*INPUT*.
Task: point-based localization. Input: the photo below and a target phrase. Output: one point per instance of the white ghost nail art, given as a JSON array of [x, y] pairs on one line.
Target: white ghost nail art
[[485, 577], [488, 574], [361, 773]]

--

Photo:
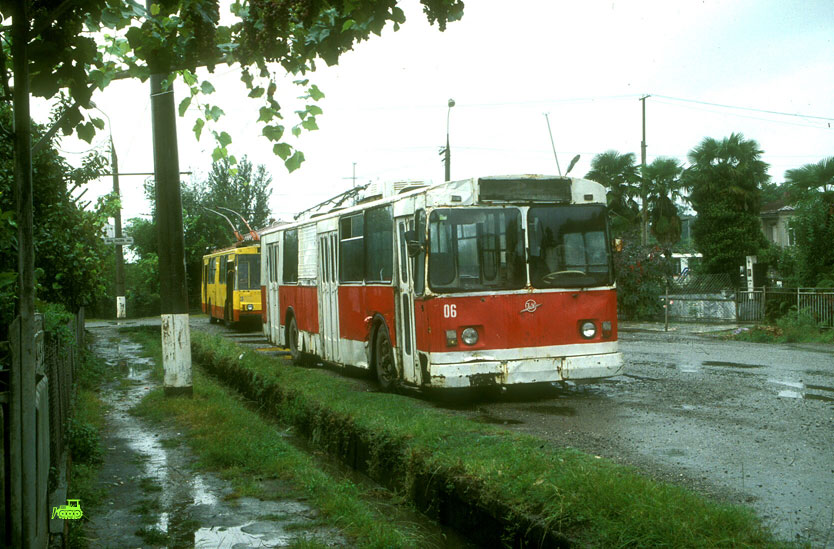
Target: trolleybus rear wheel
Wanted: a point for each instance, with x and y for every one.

*WRITTEN TASK*. Pick out each line of the records that contains the word "ghost" and copy it.

*SOLUTION TO THE EXERCISE*.
Task: point-based localization. Input: the photo below and a target phrase. Output: one point per instance of the white ghost nail art, given as a JSON array of [x, y] pairs on one line.
Target: white ghost nail art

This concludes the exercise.